-- BEGIN Entries shown --

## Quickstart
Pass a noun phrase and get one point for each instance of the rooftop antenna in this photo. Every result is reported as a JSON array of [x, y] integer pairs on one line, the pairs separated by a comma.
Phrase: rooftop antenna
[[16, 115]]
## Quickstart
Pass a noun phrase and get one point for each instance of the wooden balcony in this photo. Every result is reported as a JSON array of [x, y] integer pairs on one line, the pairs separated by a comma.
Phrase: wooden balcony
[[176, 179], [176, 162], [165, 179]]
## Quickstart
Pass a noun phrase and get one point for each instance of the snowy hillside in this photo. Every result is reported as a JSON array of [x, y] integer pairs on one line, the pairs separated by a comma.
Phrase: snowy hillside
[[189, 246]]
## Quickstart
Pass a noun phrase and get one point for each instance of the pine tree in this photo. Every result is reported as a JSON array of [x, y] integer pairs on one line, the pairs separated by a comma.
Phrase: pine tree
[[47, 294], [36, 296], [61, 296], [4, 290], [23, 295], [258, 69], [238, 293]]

-- END Entries shown --

**Your goal:** Please update the entries above by swapping "integer pairs" for "coordinate pairs" wherever it occurs. Leave every other word unchanged.

**Result below:**
## Quickstart
Pass a noun phrase and get one point for each instance of the rooftop antenna in this photo. Every result is reported as a JSON array of [x, y] coordinate pairs on one line, the pairs separated by a comma.
Phrase: rooftop antenna
[[16, 115]]
## Quickstart
Pass a noun phrase and get one point for each instance of the wooden balcony in this photo. Every result is reported as a JSON array of [x, y] coordinate pairs on one line, the pairs separated by a comma.
Phrase: wooden balcony
[[176, 179], [176, 162], [165, 179]]
## Quickstart
Pass a noun phrase and get one point for each instance of the snowy hillside in this photo. Every result is reported as a JSON array of [x, y] coordinate pairs on one line, the pairs separated by a comma.
Phrase: snowy hillside
[[189, 246]]
## Quickstart
Pass a noun phrase and get one point for each instance of the pine tree in this photo. Every result is reported as a JSON array of [x, y] coordinate pairs on one line, the pairs separated by a comma.
Phrase: pine tree
[[47, 294], [36, 296], [61, 296], [4, 290], [23, 295], [258, 69], [238, 293]]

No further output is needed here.